This transition demands a sophisticated understanding of how building systems work together. Extreme power density, cooling physics, network diversity, and multi-layered redundancy must be coordinated from the earliest design phases. At Design West Engineering, we see this convergence across every discipline we touch: mechanical, electrical, plumbing, fire protection, technology, and commissioning. We are positioning our integrated practice to serve this rapidly expanding market.

Data Center Architectures and Business Models

The modern data center industry is no longer a single building type. It encompasses diverse operational models and financial structures that influence everything from site selection to capital expenditure. Understanding these distinctions is essential for architects shaping the built environment around mission-critical facilities.

Hyperscale Infrastructure

Purpose-built for single massive tenants such as AWS, Microsoft Azure, or Google Cloud, these campuses span 50 to 200+ MW of IT load and require 50 to 200+ acres of land. Operating under build-to-suit models with 10- to 20-year leases, developers often invest $1 to $2 billion per campus. Hyperscale economics prioritize long-term Total Cost of Ownership (TCO) and aggressive Power Usage Effectiveness (PUE) targets.

Colocation Facilities

These shared environments lease space to dozens or hundreds of enterprise tenants, typically ranging from 5 to 50 MW. Located in urban or near-urban settings, colocation requires flexible infrastructure capable of managing mixed rack densities and diverse Service Level Agreements (SLAs). The architectural challenge is accommodating tenants with vastly different cooling, power, and connectivity requirements within a common building envelope.

═══

WRITTEN PROBLEM A: In the listing, turn the lines starting at the one containing "Where can you find the round" and ending at the one containing "pixel 120 50" into a JSON list of strings, one string per line, with blank lines left out.
The listing has no connection to the data center text.

DATASET RECORDS:

═══

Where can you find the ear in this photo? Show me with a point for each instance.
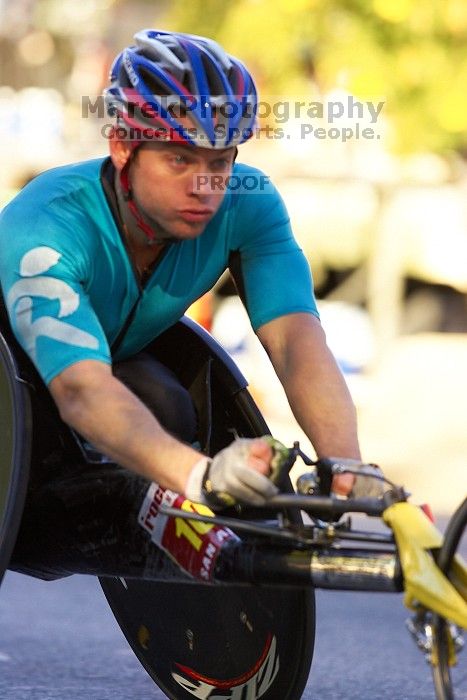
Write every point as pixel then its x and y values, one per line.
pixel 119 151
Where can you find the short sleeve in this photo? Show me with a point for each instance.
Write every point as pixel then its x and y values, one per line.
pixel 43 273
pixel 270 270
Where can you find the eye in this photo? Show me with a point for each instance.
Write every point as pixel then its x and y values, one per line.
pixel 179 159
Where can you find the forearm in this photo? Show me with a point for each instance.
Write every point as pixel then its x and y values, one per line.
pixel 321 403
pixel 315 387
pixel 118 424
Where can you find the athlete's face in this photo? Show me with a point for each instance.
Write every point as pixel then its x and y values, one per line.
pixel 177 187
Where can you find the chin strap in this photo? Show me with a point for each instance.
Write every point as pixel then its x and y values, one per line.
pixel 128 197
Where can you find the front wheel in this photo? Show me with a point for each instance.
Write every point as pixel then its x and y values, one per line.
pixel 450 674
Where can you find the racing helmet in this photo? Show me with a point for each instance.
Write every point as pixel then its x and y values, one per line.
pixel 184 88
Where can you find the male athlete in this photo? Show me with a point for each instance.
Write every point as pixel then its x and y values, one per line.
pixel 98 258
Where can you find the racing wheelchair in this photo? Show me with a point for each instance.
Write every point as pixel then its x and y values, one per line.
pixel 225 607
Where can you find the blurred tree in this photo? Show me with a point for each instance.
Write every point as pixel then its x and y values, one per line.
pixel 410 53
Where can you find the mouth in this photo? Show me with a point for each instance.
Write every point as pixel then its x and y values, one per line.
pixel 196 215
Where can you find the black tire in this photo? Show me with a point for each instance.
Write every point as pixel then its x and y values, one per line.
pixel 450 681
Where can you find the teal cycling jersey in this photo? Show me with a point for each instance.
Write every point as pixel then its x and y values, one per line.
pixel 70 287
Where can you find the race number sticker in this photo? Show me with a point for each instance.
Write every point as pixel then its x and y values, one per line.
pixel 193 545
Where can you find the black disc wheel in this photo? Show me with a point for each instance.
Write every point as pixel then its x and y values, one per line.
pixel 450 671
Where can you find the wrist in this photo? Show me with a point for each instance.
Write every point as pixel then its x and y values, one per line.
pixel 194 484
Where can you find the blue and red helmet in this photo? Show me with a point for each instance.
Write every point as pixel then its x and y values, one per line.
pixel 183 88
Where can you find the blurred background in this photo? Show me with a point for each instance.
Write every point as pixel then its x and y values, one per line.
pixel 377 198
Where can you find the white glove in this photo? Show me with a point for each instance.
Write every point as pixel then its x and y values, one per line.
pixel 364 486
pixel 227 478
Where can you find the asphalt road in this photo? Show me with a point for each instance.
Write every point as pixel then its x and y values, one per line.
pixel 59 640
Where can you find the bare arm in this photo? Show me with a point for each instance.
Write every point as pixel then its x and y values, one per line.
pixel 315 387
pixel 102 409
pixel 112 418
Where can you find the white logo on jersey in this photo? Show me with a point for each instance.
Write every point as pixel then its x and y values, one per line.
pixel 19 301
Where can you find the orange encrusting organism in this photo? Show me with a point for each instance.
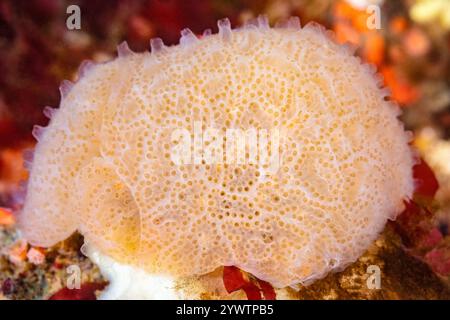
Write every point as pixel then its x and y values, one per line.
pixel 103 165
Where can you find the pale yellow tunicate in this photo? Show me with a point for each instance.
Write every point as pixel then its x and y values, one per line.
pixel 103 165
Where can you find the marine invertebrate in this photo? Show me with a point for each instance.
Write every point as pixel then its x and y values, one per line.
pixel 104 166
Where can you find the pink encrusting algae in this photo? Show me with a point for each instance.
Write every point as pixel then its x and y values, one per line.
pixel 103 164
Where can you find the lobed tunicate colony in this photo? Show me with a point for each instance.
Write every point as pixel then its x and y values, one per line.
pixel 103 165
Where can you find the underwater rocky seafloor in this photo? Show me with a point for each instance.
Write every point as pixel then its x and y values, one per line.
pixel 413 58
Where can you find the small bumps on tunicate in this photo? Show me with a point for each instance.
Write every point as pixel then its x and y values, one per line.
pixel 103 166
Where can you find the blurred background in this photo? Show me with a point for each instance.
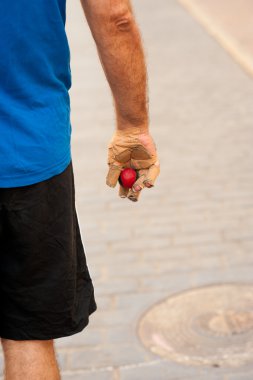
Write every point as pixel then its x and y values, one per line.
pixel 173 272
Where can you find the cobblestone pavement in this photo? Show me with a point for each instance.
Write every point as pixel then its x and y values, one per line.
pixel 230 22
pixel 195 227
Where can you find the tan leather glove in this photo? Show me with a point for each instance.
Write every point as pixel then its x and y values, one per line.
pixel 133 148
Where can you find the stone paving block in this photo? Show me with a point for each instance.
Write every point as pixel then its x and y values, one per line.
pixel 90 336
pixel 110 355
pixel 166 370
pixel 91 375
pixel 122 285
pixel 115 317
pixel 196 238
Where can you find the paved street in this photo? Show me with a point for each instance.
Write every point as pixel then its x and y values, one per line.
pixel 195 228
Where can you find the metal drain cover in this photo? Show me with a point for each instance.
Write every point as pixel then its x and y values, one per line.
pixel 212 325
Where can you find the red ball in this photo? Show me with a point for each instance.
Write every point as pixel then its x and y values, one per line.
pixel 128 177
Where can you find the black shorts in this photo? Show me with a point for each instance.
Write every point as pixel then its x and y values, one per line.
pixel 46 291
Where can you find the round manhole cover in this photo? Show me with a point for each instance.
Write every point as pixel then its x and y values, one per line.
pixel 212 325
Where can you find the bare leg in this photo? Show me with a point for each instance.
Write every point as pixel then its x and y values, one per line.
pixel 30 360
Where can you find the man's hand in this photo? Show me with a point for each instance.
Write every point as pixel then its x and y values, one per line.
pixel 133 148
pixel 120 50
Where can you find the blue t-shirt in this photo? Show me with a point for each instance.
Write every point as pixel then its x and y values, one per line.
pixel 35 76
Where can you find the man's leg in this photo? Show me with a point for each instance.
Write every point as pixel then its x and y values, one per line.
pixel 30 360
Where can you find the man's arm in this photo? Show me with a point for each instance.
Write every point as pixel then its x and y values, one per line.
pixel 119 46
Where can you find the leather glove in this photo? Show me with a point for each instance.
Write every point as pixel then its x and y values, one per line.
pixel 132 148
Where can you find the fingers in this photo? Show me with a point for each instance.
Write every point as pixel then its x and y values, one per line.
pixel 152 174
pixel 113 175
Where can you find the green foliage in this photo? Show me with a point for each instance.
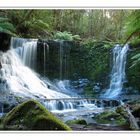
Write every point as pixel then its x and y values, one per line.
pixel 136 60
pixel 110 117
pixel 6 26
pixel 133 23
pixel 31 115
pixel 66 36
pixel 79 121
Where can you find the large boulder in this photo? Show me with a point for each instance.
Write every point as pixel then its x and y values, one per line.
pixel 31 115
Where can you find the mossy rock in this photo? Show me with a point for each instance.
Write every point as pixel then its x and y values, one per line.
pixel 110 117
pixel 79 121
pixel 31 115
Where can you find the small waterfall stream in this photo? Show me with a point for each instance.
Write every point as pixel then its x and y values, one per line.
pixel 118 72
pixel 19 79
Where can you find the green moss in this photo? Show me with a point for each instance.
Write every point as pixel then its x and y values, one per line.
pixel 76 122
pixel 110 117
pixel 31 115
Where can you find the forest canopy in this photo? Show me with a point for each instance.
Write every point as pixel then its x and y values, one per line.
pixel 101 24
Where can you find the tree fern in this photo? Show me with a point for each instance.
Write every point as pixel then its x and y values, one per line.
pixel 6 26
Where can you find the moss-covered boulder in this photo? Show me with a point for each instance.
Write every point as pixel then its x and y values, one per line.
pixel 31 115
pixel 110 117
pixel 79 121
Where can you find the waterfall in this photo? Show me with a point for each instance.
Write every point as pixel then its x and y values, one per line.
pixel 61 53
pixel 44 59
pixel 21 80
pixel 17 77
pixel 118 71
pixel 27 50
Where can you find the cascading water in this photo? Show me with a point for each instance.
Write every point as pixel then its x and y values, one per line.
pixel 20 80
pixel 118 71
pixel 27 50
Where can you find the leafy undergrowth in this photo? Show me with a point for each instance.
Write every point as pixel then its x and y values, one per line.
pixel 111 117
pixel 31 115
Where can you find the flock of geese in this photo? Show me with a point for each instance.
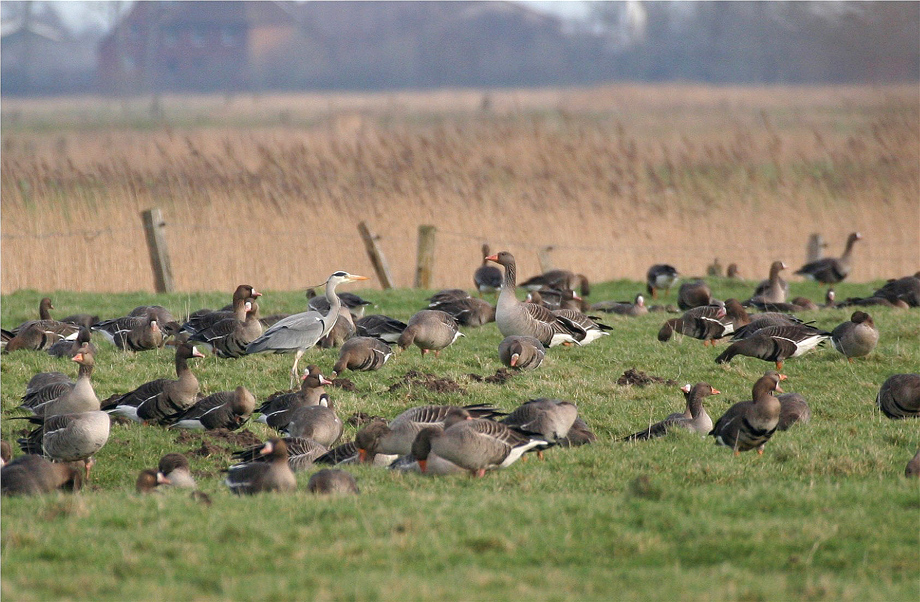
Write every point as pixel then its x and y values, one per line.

═══

WRITTEN PROBLEM B: Rewrite the data center text starting at "Purpose-built for single" and ending at "Effectiveness (PUE) targets.", switching "developers" to "investors".

COMPLETE ANSWER A:
[
  "Where can you find the round manhole cover in this photo? Show me with a point for each instance.",
  "Write every point as pixel then its x and y values, one per line.",
  "pixel 212 325",
  "Where can you find the bare leg in this photo? Show me with a point for each instance.",
  "Write every point as pixel then its x and y values, one per line.",
  "pixel 30 360",
  "Where can you find the man's hand in this photo? Show me with a point for each instance.",
  "Write every point as pixel then its x and y values, one per line.",
  "pixel 133 148",
  "pixel 120 50"
]

COMPLETE ANSWER B:
Purpose-built for single massive tenants such as AWS, Microsoft Azure, or Google Cloud, these campuses span 50 to 200+ MW of IT load and require 50 to 200+ acres of land. Operating under build-to-suit models with 10- to 20-year leases, investors often invest $1 to $2 billion per campus. Hyperscale economics prioritize long-term Total Cost of Ownership (TCO) and aggressive Power Usage Effectiveness (PUE) targets.